***** Raw data
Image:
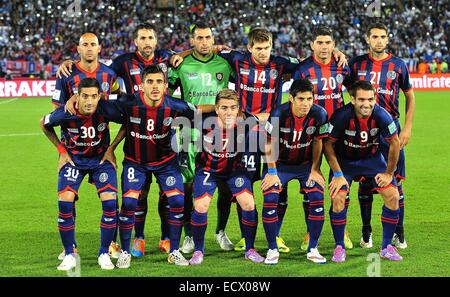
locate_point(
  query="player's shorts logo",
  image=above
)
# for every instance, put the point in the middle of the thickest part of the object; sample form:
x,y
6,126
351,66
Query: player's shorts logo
x,y
101,127
239,182
391,74
310,130
170,181
167,121
103,177
105,86
273,73
163,67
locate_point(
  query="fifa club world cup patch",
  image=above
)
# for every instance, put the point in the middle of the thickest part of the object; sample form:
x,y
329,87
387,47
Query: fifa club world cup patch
x,y
163,67
167,121
105,86
392,128
310,130
101,127
135,71
323,128
373,131
103,177
391,75
170,181
239,182
273,73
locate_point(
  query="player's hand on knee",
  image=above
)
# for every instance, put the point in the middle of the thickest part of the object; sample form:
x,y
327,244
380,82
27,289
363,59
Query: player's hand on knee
x,y
64,158
383,179
176,60
72,105
404,138
269,181
65,69
341,58
110,157
336,184
315,176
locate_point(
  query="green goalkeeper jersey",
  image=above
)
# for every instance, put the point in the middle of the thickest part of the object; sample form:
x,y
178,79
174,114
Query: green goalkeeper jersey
x,y
200,81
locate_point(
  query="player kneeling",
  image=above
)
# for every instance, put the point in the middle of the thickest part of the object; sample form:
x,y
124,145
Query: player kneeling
x,y
295,131
85,138
221,161
353,152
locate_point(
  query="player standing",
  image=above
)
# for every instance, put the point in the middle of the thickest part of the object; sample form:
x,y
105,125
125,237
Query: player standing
x,y
328,79
353,152
200,77
388,74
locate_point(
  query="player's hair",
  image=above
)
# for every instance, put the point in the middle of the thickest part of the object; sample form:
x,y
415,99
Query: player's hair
x,y
361,85
259,35
322,30
199,25
152,69
146,26
376,25
88,82
301,85
227,94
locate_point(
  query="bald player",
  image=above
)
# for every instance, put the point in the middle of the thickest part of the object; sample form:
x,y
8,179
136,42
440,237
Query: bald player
x,y
88,48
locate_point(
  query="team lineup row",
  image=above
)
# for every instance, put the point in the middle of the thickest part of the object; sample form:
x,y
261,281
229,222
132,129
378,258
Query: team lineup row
x,y
258,77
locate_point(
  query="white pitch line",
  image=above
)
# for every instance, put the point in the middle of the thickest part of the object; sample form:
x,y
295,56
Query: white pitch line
x,y
35,134
8,101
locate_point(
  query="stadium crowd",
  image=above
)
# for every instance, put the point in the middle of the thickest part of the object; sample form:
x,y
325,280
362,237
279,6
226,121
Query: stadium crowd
x,y
44,33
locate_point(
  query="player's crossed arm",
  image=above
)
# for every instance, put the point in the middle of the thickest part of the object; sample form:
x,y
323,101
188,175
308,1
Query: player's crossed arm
x,y
338,180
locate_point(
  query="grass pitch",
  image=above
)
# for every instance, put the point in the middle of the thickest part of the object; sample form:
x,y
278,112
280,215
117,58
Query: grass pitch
x,y
30,243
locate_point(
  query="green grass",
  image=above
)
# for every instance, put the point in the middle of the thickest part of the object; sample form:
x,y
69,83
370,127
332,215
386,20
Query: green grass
x,y
29,238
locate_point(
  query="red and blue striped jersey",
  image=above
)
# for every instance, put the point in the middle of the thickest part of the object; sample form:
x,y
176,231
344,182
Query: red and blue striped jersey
x,y
388,76
327,79
84,136
359,138
148,129
295,135
129,67
259,87
223,149
67,86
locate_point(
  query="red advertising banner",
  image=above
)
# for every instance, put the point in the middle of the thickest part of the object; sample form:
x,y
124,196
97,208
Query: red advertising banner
x,y
45,88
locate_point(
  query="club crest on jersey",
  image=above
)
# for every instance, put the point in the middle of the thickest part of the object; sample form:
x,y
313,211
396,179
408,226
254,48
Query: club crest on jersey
x,y
273,73
350,132
170,181
135,120
310,130
105,86
103,177
244,71
373,131
239,182
167,121
101,127
163,67
135,71
391,74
**********
§ Aim of the task
Reproduce, with no other lines, the run of lines that begins with the one containing "Query: red and blue striped jersey" and ends with the last line of the material.

§ Exercise response
Query: red and blue striped jersey
x,y
388,76
327,79
84,136
359,138
148,129
295,135
129,67
259,87
223,149
67,86
locate_point(
  query="red advertising banner",
  image=above
)
# for every instance, put the point in the middle of the thickest part of the object; sample form:
x,y
124,196
97,208
Query: red advertising banner
x,y
45,88
locate_point(
  query="club crest on jersey",
  image=above
)
# for every instance, put the point in the middle of the thickest part of the object; sample form:
x,y
313,211
396,179
408,226
254,48
Query: club crest on jersey
x,y
273,73
350,132
170,181
135,120
310,130
105,86
103,177
244,71
373,131
239,182
167,121
101,127
163,67
135,71
391,74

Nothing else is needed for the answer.